Il faut dire que le garde des sceaux était attendu sur la question : des manifestations féministes avaient été organisées un peu partout en France, le 10 juillet, pour contester sa nomination ainsi que celle du nouveau ministre de l’intérieur, Gérald Darmanin, visé par une enquête pour viol. Il était reproché notamment à l’ancien avocat d’avoir défendu « des violeurs et auteurs de féminicides ».
La philosophe Camille Froidevaux-Metterie explique dans un autre texte, publié jeudi 13 août dans nos colonnes, que ces tribunes sont l’expression du « refus de voir disparaître l’ancien monde ». Du côté de certaines féministes historiques, le regard est plus nuancé. Ainsi, Liliane Kandel, ex-membre du Mouvement de libération des femmes (MLF) et coautrice des « Chroniques du sexisme ordinaire », dans Les Temps modernes, revue créée par Simone de Beauvoir et Jean-Paul Sartre. La sociologue met en garde contre « ces tribunaux populaires immaîtrisables car ils ne sont plus téléguidés du sommet, comme ce fut le cas à Moscou ou Pékin, mais érigés sur les réseaux sociaux ». L’historienne Michelle Perrot alerte, quant à elle, s’agissant du cas Girard, sur ce « système d’amalgame vicieux, qui pourrait conduire à la reconstitution d’une morale bornée ».
« Une rupture d’évidence »

Demande écrite 1 ->
Indiquez si chacune des affirmations (a), (b) et (c) concorde avec l'extrait choisi, en répondant par oui ou par non et en citant mot pour mot les termes décisifs. (a) Les manifestations féministes du 10 juillet visaient aussi la nomination de Gérald Darmanin. (b) Le texte de Camille Froidevaux-Metterie a paru un jeudi 13 juillet. (c) Michelle Perrot y est présentée comme sociologue.
Demande écrite 2 ->
Reformulez sous forme de liste le paragraphe de l'extrait choisi qui commence par « La philosophe Camille Froidevaux-Metterie », en gardant l'essentiel des faits.
Demande écrite 3 ->
Poursuivez l'extrait choisi, consacré aux réactions féministes face à la nomination du garde des sceaux, à partir de l'intertitre « Une rupture d’évidence ».
Les lignes figurant plus bas ne sont d'aucune utilité ici.

Données enregistrées ->
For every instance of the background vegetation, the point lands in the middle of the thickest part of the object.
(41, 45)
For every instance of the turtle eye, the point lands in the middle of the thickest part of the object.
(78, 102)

Réponse écrite 1 ->
(a) Oui : « pour contester sa nomination ainsi que celle du nouveau ministre de l’intérieur, Gérald Darmanin ».
(b) Non : « publié jeudi 13 août dans nos colonnes ».
(c) Non : « L’historienne Michelle Perrot ».

Réponse écrite 2 ->
- La philosophe Camille Froidevaux-Metterie voit dans ces tribunes l'expression du « refus de voir disparaître l’ancien monde », dans un texte publié le jeudi 13 août.
- Certaines féministes historiques portent un regard plus nuancé.
- La sociologue Liliane Kandel, ex-membre du MLF et coautrice des « Chroniques du sexisme ordinaire » dans Les Temps modernes, met en garde contre des « tribunaux populaires immaîtrisables » érigés sur les réseaux sociaux.
- L’historienne Michelle Perrot alerte, à propos du cas Girard, sur un « système d’amalgame vicieux » qui pourrait mener à « la reconstitution d’une morale bornée ».

Réponse écrite 3 ->
« Ancien monde » contre « police des mœurs » ? La question est évidemment plus complexe. Pour Michelle Perrot, l’émergence du mouvement #metoo a déclenché « une rupture d’évidence », selon la définition de Michel Foucault. Les structures mentales ont changé et ce qui était acceptable hier ne l’est plus aujourd’hui – qu’il s’agisse du sexisme ordinaire ou des violences sexuelles.
C’est ce bouleversement majeur, qui, en libérant comme jamais la parole des femmes, a conduit à « l’affaire Polanski » en 2019, à la mise en examen du réalisateur Christophe Ruggia pour « agression sexuelle sur mineur » après le témoignage de l’actrice Adèle Haenel en janvier, et au scandale Matzneff, un mois plus tard. Ce même mouvement qui a poussé à la démission Christophe Girard ; un homme de gauche, homosexuel, militant de la première heure en faveur des minorités sexuelles.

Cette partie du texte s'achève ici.